Requirement 1:
In the felting needles text, which needle gauge is considered the general working needle?
Requirement 2:
Copy word for word the stretch of the felting needles text from "Felting needles are" through "just entangle them.".

Reading text:
Felting Needles, Tools and Nuno Silk gauzeThere are 21 products.
These are an industrial product that has been adopted by hand felters. In the industrial machines they are mounted on plates up to 3 metres wide with thousands in the plate. The technical specifications are meant for this situation not hand felting. The needles design is matched to the micron count, fibre length, fibre type and end product when thousands of metres are being produced. The end products can be fine clothing felts, geo-felts for ground stabilisation, sound insulation for the car industry and loads of other industrial uses.
It is too easy to read these specifications and too closely apply them to hand work. Which is in fact very slow and imprecise in comparison to the machines. The result is technical jargon being quoted that is not appropriate. It can sound impressive but really does not apply. In general the gauge of the needle is the size of the hole it makes and 2 or 3 sizes of needle are useful. The shape of the needle is not that critical, despite what we have read elsewhere, as the specification as already stated is based on high speed use.
Felting needles are designed to entangle the fibres by pushing and pulling each individual fibre. To do this they have a series of barbs along the working edge that grab the fibres and move them around. They do not break the fibres just entangle them.
They are produced in different thickness gauges, the thicker the needle the bigger the barbs. Also the thicker the needle the hole left by it is bigger. This hole does tend to close up as the work relaxes. But for fine work a fine needle is needed. We consider the 36 gauge to be the general working needle. Good for getting the work started. You then may choose to use a finer needle when working on fine details. Its often the choice of those making 3D figures to do the facial details with a 40 gauge.
We sell and label them with the International gauge standard sizes. We do not use any obscure colour codes or alternative names that can easily confuse.
My needles keep breaking. Our comments
These needles are made for industrial machinery that runs at over 800 strokes per minute, so they are very tough and durable. However, a machine will always insert and remove the needle in a straight line and never make a mistake. Unfortunately us humans are a bit more... well... human.... and as such we don't always get that up and down motion dead straight. Because of this the needles may occasionally snap, especially if you're new to the craft. Once you've got the knack you'll find they rarely break. In the industrial machines they run for so long that the barbs wear off rather than the needles breaking.
Beware of cheap far eastern versions which do not have the same quality and durability. Also be aware that expensive needles are just that expensive, a very high price does not make them better in quality.
They can be used singly or in groups in small hand felt making tools. In a group in a tool they can be used to place decorations precisely on pieces of pre-felt. The decoration is placed on the felt and stabbed into place with the barbed needles. It will stay in position when the normal wet finishing process is carried out. Three dimensional work can also be carried out. In this case it is usual to work with a single needle to sculpt shapes and not to wet felt at all.

Rows:

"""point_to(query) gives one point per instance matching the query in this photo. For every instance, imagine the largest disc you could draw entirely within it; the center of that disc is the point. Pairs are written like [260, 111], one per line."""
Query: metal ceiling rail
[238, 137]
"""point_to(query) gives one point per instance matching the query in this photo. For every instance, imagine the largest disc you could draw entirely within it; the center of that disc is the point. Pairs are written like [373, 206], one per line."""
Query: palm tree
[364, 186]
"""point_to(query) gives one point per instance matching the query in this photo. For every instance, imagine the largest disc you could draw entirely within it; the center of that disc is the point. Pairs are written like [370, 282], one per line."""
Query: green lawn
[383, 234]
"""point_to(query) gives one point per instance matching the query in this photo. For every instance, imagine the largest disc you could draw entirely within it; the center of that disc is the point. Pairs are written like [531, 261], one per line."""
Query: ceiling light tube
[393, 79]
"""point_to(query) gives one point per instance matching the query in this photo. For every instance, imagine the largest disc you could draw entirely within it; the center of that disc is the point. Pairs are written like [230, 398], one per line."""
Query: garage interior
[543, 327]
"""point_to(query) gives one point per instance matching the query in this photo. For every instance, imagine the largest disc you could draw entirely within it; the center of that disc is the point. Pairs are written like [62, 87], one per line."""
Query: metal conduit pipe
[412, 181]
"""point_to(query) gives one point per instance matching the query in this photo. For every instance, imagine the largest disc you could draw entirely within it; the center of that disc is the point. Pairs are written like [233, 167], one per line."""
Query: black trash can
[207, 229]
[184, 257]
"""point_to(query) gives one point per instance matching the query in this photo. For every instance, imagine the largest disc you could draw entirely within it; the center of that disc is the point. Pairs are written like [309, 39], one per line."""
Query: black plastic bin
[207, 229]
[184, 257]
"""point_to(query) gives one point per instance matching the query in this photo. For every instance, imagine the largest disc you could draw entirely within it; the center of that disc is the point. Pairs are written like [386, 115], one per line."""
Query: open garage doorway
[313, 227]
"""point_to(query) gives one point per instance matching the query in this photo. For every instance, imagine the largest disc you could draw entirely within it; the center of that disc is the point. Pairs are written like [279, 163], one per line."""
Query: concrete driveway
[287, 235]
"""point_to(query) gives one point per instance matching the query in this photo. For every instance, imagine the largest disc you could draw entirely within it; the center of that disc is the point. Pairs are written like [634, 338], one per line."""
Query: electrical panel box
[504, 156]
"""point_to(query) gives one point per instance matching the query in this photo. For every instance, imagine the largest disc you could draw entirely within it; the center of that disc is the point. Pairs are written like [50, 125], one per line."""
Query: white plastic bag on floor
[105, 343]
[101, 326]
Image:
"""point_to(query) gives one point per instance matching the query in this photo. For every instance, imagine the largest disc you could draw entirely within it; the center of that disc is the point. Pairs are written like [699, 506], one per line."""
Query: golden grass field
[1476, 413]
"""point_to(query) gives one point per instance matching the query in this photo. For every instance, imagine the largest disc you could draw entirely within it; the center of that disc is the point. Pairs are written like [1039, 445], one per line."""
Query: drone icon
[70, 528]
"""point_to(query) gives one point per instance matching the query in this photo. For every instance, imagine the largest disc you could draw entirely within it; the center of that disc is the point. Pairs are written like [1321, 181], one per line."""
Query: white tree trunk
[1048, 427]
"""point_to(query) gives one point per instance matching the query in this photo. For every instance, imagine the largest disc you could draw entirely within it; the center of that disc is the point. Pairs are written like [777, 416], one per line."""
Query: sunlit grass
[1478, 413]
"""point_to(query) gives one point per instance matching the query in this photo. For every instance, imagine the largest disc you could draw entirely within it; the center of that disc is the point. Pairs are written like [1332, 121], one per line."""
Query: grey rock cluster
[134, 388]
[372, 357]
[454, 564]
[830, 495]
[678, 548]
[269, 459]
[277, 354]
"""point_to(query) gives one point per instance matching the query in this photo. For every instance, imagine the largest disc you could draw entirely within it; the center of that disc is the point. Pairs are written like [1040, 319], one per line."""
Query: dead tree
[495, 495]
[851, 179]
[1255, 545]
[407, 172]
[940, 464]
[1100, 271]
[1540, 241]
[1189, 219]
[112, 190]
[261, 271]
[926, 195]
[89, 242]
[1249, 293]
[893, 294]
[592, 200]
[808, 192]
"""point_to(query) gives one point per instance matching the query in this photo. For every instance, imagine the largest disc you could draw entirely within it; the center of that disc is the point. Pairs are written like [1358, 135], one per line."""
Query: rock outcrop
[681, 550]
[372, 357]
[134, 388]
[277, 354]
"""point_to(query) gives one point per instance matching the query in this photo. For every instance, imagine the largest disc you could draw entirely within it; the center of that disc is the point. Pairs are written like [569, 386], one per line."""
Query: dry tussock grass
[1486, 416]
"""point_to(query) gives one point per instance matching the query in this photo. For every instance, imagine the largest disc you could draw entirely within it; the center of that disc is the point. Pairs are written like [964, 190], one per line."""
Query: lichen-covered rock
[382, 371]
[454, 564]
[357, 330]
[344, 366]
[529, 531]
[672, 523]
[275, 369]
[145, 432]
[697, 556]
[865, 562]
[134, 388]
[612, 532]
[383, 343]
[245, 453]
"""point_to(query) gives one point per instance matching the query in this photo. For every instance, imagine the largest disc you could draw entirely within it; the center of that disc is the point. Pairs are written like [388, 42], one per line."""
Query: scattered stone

Correct response 1:
The 36 gauge.

Correct response 2:
Felting needles are designed to entangle the fibres by pushing and pulling each individual fibre. To do this they have a series of barbs along the working edge that grab the fibres and move them around. They do not break the fibres just entangle them.